▸ **EXERCISE GOAL**
Locate each line of the material below that contains the word "white", and copy every such line in full.

▸ **AVAILABLE DATA**
## Start
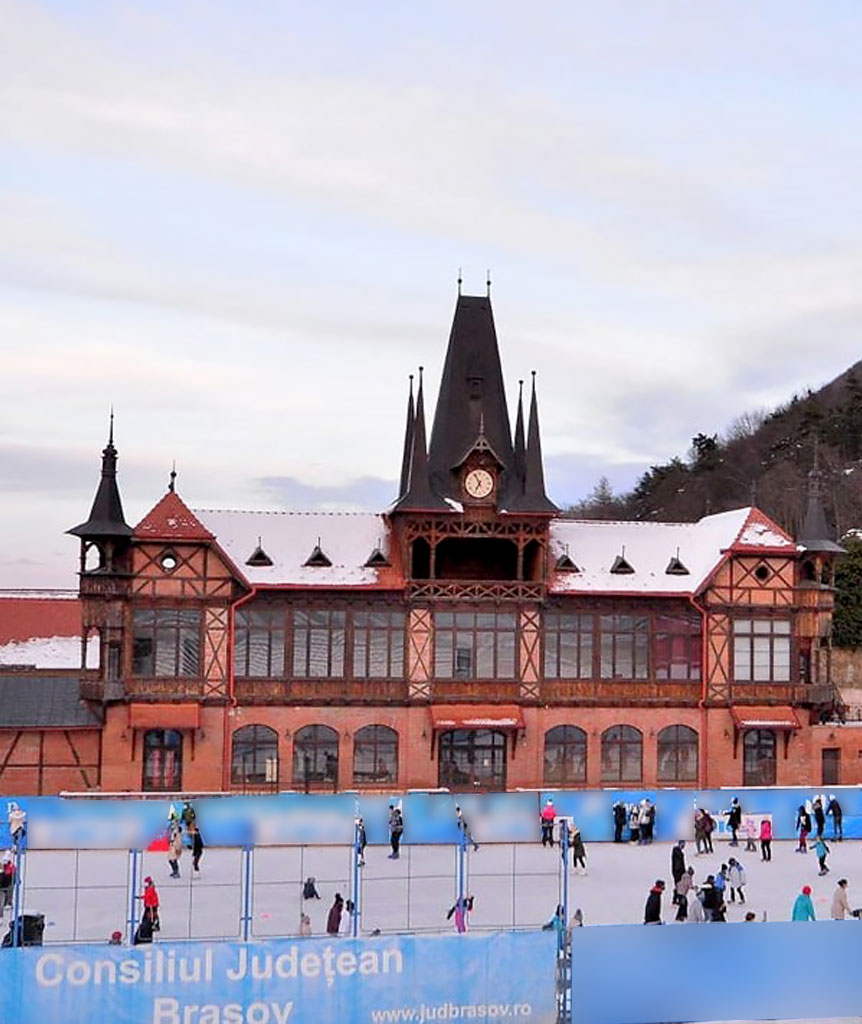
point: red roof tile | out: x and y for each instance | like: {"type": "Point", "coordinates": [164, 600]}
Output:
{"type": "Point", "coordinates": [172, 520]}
## End
## Start
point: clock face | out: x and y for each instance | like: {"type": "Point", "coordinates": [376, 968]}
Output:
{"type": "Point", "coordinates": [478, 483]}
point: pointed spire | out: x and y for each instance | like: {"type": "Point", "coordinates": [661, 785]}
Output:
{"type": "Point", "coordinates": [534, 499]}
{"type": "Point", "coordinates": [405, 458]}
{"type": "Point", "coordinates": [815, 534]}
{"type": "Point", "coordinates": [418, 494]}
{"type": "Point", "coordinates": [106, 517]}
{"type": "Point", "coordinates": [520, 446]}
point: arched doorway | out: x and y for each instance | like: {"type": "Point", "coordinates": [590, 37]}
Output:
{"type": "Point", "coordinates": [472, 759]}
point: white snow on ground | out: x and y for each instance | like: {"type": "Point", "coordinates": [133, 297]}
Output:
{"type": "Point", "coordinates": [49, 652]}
## End
## Start
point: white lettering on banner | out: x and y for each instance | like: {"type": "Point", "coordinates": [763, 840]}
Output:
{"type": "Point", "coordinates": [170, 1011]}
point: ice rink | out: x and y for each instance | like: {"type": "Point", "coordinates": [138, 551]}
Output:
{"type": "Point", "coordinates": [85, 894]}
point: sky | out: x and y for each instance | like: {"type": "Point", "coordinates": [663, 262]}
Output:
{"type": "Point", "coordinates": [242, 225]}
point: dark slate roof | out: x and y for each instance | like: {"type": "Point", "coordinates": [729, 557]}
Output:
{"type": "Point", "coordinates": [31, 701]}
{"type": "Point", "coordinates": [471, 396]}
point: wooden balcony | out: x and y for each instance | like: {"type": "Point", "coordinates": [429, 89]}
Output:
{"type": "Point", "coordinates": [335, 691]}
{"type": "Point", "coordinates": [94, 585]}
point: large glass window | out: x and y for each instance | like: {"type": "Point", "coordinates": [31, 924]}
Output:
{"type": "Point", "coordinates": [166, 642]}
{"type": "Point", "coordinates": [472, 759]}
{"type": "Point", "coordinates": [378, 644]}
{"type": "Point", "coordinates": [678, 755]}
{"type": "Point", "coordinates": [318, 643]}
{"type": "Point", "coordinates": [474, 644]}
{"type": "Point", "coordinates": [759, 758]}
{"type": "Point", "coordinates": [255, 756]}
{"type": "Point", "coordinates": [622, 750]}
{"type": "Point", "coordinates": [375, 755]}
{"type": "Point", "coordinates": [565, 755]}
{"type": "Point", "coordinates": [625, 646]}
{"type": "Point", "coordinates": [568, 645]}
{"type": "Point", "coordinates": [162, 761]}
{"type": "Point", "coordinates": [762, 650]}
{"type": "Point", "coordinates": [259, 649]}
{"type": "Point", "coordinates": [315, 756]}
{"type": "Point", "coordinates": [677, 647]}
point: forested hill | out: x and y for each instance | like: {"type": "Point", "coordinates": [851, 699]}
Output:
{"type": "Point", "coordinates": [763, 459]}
## End
▸ **FULL RESPONSE**
point: white snow on ground | out: x and y for each instance | like: {"type": "Point", "coordinates": [133, 297]}
point: white lettering on banner | out: x and y for each instance | like: {"type": "Point", "coordinates": [763, 840]}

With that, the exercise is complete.